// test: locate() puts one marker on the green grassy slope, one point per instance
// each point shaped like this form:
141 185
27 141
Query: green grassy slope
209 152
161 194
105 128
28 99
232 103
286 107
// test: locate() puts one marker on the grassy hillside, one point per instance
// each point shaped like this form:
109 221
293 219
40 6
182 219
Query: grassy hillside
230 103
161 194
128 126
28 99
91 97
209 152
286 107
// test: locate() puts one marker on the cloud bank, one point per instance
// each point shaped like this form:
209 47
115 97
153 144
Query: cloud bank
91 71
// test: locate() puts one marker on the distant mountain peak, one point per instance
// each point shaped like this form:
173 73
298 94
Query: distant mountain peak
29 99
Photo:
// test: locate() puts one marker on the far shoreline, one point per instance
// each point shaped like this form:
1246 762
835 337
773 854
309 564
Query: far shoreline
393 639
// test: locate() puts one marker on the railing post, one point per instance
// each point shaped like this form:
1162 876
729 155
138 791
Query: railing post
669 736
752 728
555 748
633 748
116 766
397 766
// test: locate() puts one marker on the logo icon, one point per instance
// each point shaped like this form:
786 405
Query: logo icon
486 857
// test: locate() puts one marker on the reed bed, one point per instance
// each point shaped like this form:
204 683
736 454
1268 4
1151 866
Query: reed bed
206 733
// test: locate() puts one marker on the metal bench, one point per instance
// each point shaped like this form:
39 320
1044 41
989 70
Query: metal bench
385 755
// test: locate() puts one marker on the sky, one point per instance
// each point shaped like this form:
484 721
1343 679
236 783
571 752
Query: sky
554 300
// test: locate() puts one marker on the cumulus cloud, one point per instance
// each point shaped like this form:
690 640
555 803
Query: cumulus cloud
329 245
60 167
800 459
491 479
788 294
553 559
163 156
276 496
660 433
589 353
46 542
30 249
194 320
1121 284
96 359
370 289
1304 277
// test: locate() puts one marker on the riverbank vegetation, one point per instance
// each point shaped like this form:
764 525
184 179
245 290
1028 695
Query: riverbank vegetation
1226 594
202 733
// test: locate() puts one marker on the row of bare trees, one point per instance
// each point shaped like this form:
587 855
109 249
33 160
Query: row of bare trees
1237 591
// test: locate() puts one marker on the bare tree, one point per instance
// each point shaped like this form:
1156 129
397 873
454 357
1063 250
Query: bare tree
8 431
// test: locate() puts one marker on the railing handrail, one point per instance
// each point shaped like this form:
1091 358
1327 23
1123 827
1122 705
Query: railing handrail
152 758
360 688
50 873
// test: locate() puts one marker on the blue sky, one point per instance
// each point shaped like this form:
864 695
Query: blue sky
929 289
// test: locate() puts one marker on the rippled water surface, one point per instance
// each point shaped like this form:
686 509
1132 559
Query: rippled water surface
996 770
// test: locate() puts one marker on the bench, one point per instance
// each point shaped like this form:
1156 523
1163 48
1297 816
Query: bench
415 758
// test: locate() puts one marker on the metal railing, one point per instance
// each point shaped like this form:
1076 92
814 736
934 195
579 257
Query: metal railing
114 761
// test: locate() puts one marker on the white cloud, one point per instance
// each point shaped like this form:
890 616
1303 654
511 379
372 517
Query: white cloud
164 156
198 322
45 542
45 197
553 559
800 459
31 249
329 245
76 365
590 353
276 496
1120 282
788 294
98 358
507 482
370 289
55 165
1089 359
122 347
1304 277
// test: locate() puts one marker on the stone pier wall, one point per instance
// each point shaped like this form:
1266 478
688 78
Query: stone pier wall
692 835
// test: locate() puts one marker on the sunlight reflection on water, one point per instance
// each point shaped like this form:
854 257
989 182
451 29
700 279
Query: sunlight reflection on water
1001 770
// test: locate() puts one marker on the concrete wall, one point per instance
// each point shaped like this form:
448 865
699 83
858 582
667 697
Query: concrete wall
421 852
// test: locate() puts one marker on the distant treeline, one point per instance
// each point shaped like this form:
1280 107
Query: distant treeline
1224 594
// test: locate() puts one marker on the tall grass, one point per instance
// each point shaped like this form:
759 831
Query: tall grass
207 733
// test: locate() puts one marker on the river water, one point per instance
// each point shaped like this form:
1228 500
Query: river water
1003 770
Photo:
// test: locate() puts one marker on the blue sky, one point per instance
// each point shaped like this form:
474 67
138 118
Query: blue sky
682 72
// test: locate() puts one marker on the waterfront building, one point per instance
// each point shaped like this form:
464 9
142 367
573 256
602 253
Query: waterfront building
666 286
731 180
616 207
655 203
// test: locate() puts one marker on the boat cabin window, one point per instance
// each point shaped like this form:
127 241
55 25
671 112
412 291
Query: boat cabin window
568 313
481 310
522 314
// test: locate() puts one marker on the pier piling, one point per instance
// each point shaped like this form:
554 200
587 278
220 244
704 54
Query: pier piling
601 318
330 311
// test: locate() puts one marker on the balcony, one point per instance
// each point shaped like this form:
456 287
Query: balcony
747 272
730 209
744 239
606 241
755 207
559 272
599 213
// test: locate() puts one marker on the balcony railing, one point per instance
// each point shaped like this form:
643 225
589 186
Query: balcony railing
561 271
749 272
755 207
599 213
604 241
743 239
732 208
········
■ What you are asked to do ■
In every row above, swap "one marker" for "a single marker" and leave everything else as it is.

■ Answer to the exercise ■
// test: locate() puts a single marker on the green grassy slope, one point per instance
// each point shaped like this form:
141 185
27 141
Query: green grassy slope
209 152
161 194
105 128
28 99
232 103
286 107
// test: locate() puts a single marker on the grassy hillside, one point per instance
// each point shaped like this form:
109 221
293 219
40 6
182 219
Query: grassy hillside
230 103
161 194
128 126
28 99
91 97
209 152
286 107
// test: locate() puts a single marker on the cloud bank, one point per instance
// each point shaped like this form:
209 47
115 97
153 144
Query: cloud bank
91 71
// test: locate() puts a single marker on the distant mountain peak, one point per instance
// each point shaped like this form:
173 73
298 94
Query: distant mountain peak
29 99
Photo:
// test: locate() puts a single marker on the far shoreline, one point per instance
// each point shaped like this form:
1246 762
835 337
773 854
309 564
Query: far shoreline
393 639
// test: locate() puts a single marker on the railing post, one point per instance
// each point shaped like this form:
1162 876
729 155
138 791
Query: railing post
669 736
752 728
555 748
633 748
116 766
397 766
// test: locate() puts a single marker on the logo icon, one point per instance
// each point shaped like this form:
786 405
Query: logo icon
486 857
// test: locate() puts a single marker on the reed bed, one point per instance
// each point shaped like this form:
204 683
736 454
1268 4
1151 866
Query: reed bed
206 733
// test: locate() puts a single marker on the metal bench, one point per instance
// each point shaped like this form:
39 320
1044 41
989 70
Query: metal bench
385 755
// test: locate() puts a single marker on the sky, one point per instance
// each point shaped like this form:
484 721
1343 679
236 783
571 752
Query: sky
554 300
// test: locate() puts a single marker on the cumulus cloud, one point per instance
// each point shaped like this form:
690 640
555 803
Query: cumulus cloud
329 245
60 167
800 459
491 479
788 294
553 559
163 156
276 496
660 433
589 353
46 542
30 249
194 320
1121 284
96 359
370 289
1304 277
// test: locate() puts a single marker on the riverbank vegetation, one point per instance
// each point shaped like this form:
764 525
184 179
245 290
1028 695
Query: riverbank vegetation
1226 594
202 733
// test: locate() puts a single marker on the row of bare trees, one point per instance
// each point shaped like this form:
587 855
109 249
33 160
Query: row of bare trees
1237 591
// test: locate() puts a single marker on the bare tree, one point per instance
// each point shaped like this form:
1156 129
397 873
454 357
1063 250
Query: bare tree
8 431
// test: locate() puts a single marker on the railing handrail, one point per instance
// each point shaped like this form:
1091 358
1327 23
1123 827
1122 705
Query: railing handrail
152 758
360 688
50 873
// test: locate() puts a single marker on the blue sky, one point per instance
// each point shaped like this form:
864 695
Query: blue sky
929 289
// test: locate() puts a single marker on the rippled water surface, one point per instance
// each point shaped like this form:
686 509
1132 559
Query: rippled water surface
996 770
// test: locate() puts a single marker on the bench, one point per instance
// each point shaped like this form:
1156 523
1163 48
1297 816
Query: bench
415 758
// test: locate() puts a single marker on the metal railing, one point per instance
// each point shaped like this form:
1076 92
814 736
934 195
579 257
Query: metal railing
114 761
// test: locate() puts a single marker on the white cloud, one point per instance
// each point shaped like this form:
890 616
1303 654
511 379
372 517
Query: white cloud
164 156
198 322
45 542
45 197
553 559
800 459
31 249
329 245
76 365
590 353
276 496
1120 282
788 294
98 358
507 482
370 289
55 165
1089 359
122 347
1304 277
// test: locate() puts a single marker on the stone pier wall, one point per instance
// each point shaped like this form:
1266 478
688 78
Query: stone pier wall
692 835
// test: locate() puts a single marker on the sunlight reflection on water, one point per instance
// each point shaped like this form:
854 257
989 182
451 29
700 279
Query: sunlight reflection on water
1001 770
// test: locate() puts a single marker on the concrete wall, one point per instance
// each point shaped like this form:
448 865
699 83
858 582
667 697
Query: concrete wall
421 852
// test: locate() puts a single marker on the distant treeline, one point per instance
// each point shaped like this form:
1280 107
Query: distant treeline
1224 594
// test: locate() puts a single marker on the tall grass, one point per instance
// each point shaped like this form:
759 831
Query: tall grass
207 733
// test: locate() puts a single marker on the river water, one point per instance
// each point shaped like this form:
1228 500
Query: river water
1003 770
Photo:
// test: locate() puts a single marker on the blue sky, one point per instance
// each point shaped like this form:
474 67
138 118
Query: blue sky
682 72
// test: locate() puts a single marker on the waterfront building, one point per instance
// each point shaped like this form:
464 9
142 367
573 256
602 253
Query: waterfront building
666 286
731 180
616 207
655 203
// test: locate() puts a single marker on the boat cabin window, one point per instance
// each point shaped like this form:
127 241
55 25
671 112
412 291
Query: boat cabin window
568 313
481 310
522 314
// test: locate() puts a single marker on the pier piling, one point per instance
// each point shaped like this form:
554 200
587 278
220 244
704 54
Query: pier piling
601 318
330 311
// test: locate() puts a single marker on the balcony, one point per instance
// each point shaped like this form:
456 287
Query: balcony
747 272
730 209
744 239
606 241
755 207
559 272
599 213
// test: locate() puts a single marker on the balcony railing, one point per instance
// each point shaped like this form:
643 225
589 186
Query: balcony railing
561 271
749 272
755 207
599 213
604 241
743 239
732 208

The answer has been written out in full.